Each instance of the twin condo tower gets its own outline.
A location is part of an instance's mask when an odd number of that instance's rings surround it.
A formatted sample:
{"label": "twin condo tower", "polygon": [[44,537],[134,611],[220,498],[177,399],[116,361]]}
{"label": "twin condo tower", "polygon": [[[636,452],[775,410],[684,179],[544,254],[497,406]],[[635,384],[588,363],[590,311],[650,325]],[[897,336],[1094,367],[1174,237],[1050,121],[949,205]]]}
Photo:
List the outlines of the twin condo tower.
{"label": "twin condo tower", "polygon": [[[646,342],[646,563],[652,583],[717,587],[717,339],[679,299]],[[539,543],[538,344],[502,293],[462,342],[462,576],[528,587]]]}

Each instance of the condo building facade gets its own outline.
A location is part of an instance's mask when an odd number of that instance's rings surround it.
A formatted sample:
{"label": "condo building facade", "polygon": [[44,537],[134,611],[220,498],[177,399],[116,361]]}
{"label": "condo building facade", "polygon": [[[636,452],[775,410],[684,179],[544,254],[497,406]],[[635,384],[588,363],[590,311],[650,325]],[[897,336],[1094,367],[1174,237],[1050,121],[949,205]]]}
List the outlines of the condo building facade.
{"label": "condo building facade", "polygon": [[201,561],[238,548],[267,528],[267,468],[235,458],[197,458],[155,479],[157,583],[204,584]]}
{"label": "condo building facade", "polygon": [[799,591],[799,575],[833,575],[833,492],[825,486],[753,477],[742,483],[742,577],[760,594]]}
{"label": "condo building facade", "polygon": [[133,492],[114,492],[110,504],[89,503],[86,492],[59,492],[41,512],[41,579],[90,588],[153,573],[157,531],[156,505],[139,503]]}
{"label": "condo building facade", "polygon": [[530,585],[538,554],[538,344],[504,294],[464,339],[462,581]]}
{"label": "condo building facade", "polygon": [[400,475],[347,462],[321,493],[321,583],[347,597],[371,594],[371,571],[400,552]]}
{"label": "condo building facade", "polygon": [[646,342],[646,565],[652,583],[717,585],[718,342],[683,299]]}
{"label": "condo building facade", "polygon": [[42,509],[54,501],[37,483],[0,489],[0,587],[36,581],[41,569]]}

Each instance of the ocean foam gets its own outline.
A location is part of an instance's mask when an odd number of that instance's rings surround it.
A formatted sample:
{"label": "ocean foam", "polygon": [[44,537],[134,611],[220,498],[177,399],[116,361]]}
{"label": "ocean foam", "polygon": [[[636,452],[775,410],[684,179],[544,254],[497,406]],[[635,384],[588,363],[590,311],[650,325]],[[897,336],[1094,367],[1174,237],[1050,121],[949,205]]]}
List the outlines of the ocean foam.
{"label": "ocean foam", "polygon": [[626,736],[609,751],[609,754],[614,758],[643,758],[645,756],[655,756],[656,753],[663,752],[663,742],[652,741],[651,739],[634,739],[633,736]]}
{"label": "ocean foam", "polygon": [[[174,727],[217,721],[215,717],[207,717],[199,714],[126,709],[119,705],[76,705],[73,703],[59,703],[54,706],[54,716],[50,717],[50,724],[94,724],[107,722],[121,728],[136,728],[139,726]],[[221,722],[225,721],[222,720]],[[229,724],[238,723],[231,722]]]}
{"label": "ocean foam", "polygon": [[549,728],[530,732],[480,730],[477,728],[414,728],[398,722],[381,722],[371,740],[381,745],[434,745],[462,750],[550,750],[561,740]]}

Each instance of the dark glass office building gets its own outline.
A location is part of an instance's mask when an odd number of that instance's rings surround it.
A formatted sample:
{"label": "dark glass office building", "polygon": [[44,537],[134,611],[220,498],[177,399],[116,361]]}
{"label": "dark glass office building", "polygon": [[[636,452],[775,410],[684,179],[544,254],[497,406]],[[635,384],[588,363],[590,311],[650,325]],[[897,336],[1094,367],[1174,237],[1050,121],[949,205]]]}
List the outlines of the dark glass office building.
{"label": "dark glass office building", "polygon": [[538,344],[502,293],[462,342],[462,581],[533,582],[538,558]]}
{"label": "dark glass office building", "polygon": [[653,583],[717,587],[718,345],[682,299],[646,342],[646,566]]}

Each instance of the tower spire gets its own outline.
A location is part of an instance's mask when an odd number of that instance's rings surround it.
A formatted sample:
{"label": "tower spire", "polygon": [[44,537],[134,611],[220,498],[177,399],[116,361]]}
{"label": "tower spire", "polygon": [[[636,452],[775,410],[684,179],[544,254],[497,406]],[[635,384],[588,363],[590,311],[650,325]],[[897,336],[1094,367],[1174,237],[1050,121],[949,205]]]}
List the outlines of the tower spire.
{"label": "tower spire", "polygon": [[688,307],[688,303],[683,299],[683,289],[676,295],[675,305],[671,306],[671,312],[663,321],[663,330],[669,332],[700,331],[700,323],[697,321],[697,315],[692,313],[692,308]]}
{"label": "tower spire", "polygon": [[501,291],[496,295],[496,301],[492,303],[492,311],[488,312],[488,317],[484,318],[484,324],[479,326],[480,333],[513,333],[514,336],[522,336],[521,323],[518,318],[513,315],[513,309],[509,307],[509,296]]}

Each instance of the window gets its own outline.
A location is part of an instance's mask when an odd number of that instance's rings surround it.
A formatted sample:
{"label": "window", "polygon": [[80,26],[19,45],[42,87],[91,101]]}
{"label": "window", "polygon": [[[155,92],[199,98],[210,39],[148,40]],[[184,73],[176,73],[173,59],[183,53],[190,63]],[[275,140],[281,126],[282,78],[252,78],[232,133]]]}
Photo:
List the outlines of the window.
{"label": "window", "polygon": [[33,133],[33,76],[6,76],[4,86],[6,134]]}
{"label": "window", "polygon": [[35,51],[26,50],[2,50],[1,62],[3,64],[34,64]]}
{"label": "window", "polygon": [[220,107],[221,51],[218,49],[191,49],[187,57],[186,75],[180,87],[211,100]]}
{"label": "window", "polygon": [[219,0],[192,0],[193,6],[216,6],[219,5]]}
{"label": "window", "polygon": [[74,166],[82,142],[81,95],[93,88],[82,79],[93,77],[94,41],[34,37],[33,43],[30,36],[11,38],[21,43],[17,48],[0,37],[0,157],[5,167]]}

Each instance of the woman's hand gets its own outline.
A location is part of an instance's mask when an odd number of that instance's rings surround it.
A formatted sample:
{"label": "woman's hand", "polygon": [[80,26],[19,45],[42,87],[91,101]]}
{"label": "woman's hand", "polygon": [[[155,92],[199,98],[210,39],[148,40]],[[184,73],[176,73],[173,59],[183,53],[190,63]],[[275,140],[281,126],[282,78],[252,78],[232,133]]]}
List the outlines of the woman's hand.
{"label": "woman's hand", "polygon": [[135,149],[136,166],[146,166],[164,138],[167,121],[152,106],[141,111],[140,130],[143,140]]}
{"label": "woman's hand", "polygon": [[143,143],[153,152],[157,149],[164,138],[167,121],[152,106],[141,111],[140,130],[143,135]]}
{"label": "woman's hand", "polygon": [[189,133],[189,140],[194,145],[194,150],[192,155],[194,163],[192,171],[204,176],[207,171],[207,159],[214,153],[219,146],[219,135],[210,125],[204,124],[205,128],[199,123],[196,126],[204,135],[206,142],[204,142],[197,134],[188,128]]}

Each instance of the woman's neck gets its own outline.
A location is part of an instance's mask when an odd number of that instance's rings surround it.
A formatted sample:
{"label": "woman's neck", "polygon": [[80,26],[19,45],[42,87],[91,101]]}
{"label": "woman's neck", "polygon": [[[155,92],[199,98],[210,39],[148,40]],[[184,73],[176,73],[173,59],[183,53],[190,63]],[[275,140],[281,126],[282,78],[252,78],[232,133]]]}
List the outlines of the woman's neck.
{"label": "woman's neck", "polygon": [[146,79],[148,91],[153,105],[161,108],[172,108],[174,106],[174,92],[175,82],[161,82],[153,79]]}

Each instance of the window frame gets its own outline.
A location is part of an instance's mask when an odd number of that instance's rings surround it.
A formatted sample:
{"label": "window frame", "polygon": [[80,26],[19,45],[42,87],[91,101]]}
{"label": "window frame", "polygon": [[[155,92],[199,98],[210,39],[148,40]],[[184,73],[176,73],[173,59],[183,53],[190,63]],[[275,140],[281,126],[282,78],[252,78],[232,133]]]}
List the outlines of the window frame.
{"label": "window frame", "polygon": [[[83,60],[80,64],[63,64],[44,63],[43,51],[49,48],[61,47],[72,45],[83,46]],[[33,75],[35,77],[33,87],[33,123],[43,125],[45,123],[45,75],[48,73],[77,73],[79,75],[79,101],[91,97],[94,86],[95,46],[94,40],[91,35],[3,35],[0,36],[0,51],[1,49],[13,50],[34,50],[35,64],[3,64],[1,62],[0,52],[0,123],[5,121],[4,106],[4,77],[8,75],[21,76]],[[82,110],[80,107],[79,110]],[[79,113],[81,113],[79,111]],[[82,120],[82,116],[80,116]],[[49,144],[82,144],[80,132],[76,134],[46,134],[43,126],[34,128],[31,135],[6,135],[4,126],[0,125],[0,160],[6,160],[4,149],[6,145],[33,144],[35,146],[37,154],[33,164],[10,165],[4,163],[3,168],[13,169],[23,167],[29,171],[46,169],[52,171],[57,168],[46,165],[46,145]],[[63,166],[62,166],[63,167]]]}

● **Exercise aim**
Copy the data verbatim from the line with "Each instance of the woman's hand" up to and including the line with "List the outlines of the woman's hand.".

● **The answer**
Each instance of the woman's hand gets its own outline.
A location is part of an instance's mask when an odd number of that instance's rings surround it.
A formatted sample:
{"label": "woman's hand", "polygon": [[80,26],[19,45],[42,87],[91,101]]}
{"label": "woman's hand", "polygon": [[[155,92],[199,98],[210,39],[148,40]],[[184,73],[176,73],[173,59],[183,53],[190,63]],[[275,140],[281,126],[282,78],[252,78],[232,133]]]}
List the outlines of the woman's hand.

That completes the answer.